*OBJECTIVE:* Convert the entries below into a CSV with the two columns text and answer. Make one row per entry, putting the entry's wording in one double-quoted field and its answer in another, and replace any line breaks with spaces.

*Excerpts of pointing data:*
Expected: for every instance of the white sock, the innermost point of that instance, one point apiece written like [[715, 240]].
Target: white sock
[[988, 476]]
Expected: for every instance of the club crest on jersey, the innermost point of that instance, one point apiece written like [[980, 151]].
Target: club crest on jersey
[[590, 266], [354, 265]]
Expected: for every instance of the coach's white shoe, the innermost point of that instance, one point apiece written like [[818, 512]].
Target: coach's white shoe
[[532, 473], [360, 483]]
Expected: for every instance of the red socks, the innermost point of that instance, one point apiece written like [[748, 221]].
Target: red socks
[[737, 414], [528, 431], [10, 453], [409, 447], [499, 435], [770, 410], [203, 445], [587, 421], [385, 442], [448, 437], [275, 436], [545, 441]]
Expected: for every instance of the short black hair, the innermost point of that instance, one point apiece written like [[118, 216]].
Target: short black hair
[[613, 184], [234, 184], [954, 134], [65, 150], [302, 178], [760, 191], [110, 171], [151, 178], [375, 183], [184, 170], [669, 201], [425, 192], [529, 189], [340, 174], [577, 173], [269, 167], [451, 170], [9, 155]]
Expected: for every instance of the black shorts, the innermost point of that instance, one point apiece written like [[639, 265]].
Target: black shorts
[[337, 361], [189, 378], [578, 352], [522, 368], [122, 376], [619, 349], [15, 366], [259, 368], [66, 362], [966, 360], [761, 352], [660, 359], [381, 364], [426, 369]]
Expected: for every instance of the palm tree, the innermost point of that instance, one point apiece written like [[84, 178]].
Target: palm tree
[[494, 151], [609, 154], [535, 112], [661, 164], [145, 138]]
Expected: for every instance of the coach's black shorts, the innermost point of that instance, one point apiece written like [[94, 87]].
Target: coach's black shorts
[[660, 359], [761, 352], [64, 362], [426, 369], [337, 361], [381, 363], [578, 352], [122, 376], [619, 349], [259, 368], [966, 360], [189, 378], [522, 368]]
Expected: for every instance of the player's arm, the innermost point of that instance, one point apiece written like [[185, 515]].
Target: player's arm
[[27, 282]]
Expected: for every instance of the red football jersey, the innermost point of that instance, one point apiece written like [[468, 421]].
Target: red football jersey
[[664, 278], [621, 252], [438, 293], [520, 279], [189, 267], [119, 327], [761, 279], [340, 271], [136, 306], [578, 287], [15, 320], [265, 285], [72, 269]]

*RESPONSE TO THIS TASK:*
text,answer
"Expected: for every instance of the white sock, the innermost point of that instance, one point apiece written like [[715, 240]]. Target: white sock","[[988, 476]]"
"Expected: for every instance of the club crest on jersey, the innermost point of that instance, one point apiece written like [[980, 151]]. Target: club crest on jersey","[[590, 266], [354, 265]]"
"Expected: for every instance of the coach's white shoe, the innermost point of that instance, one point apiece written like [[818, 512]]. Target: coach's white shoe","[[532, 473], [360, 483]]"
"Expected: for every instance of the red socks, the innermost point of that instance, one point apiece written like [[748, 221]]. Target: red socks","[[737, 414], [528, 431], [10, 453], [409, 447], [499, 435], [770, 410], [203, 445], [587, 421], [385, 442], [448, 437], [275, 436], [545, 441]]"
"Expected: for every instance of the short black hair, the innermost point of that instance, one point apiece written like [[118, 216]]. Target: short black hair","[[613, 184], [234, 184], [954, 134], [65, 150], [302, 178], [760, 191], [110, 171], [151, 178], [375, 183], [184, 170], [669, 201], [425, 192], [529, 189], [340, 174], [577, 173], [269, 167], [451, 170], [9, 155]]"
"Expected: for every instance of the black shorts, the innermost point of that instance, one point apiece written like [[639, 265]]. Target: black shorts","[[337, 361], [189, 378], [578, 352], [522, 368], [122, 376], [619, 349], [15, 366], [259, 368], [66, 362], [966, 360], [761, 352], [660, 359], [381, 364], [426, 369]]"
"Expected: for every instance of the palm tree, the innermost point of that instance, one point apiece written like [[84, 178]]. Target: palm tree","[[494, 151], [609, 154], [535, 112], [661, 164], [145, 138]]"
"Expected: for every instance of the coach's black shorts, the innermost point of that instance, one point apiece written like [[94, 87]]. Target: coach's black shorts","[[660, 359], [761, 352], [64, 362], [426, 369], [337, 361], [381, 363], [578, 352], [122, 376], [619, 349], [259, 368], [966, 360], [189, 378], [522, 368]]"
"Expected: for every instance of the player's arm, the innermost point of that instance, one point apiece written like [[185, 515]]. Target: player's arm","[[27, 282]]"
"Expected: for every instance of the red football jersey, the innermost point of that instance, one point apiece written like [[468, 421]]. Target: red football jersey","[[664, 278], [621, 252], [438, 293], [520, 279], [189, 267], [119, 327], [761, 279], [340, 271], [136, 306], [578, 287], [15, 320], [265, 285], [72, 269]]"